DATA IN THIS EXERCISE Start Marker

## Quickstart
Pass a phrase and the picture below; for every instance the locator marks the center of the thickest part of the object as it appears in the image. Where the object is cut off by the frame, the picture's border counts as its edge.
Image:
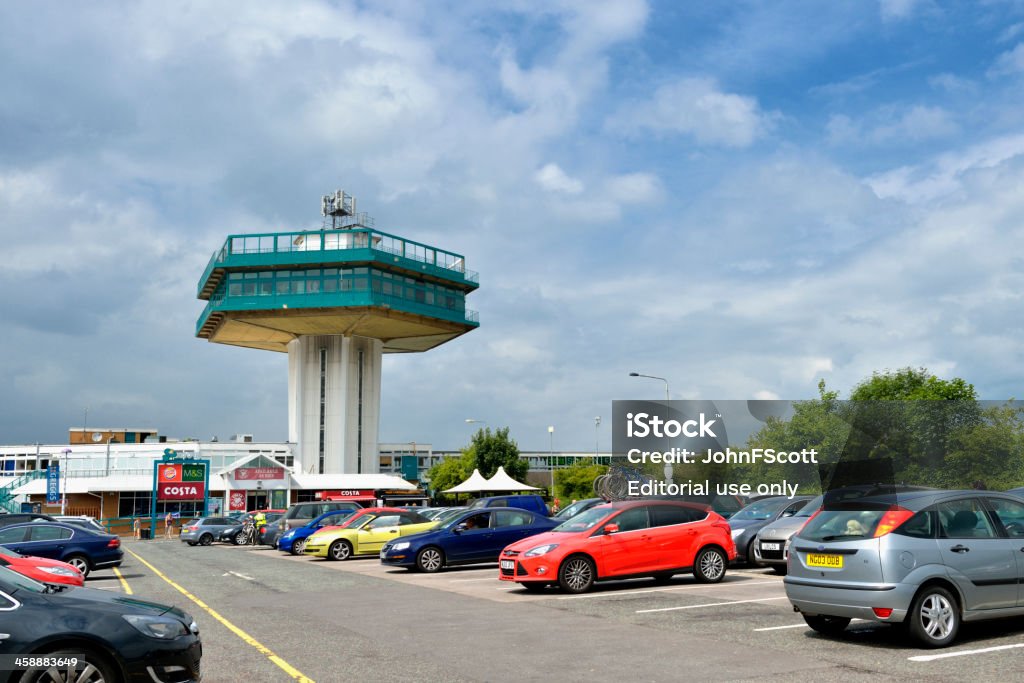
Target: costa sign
(180, 481)
(187, 491)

DATA IN THIS EXERCISE End Marker

PROBLEM DESCRIPTION :: Each record above is to be restated exactly, with its pictures removed from the copy.

ANSWER SECTION ::
## Quickstart
Pass a phrase and the picture below; for every instance the locator marks the center of the thickest part of the object as it appears in the image. Where the object is cut off by the frame, the picture's border counts as its edge.
Image:
Target: costa sign
(180, 481)
(187, 491)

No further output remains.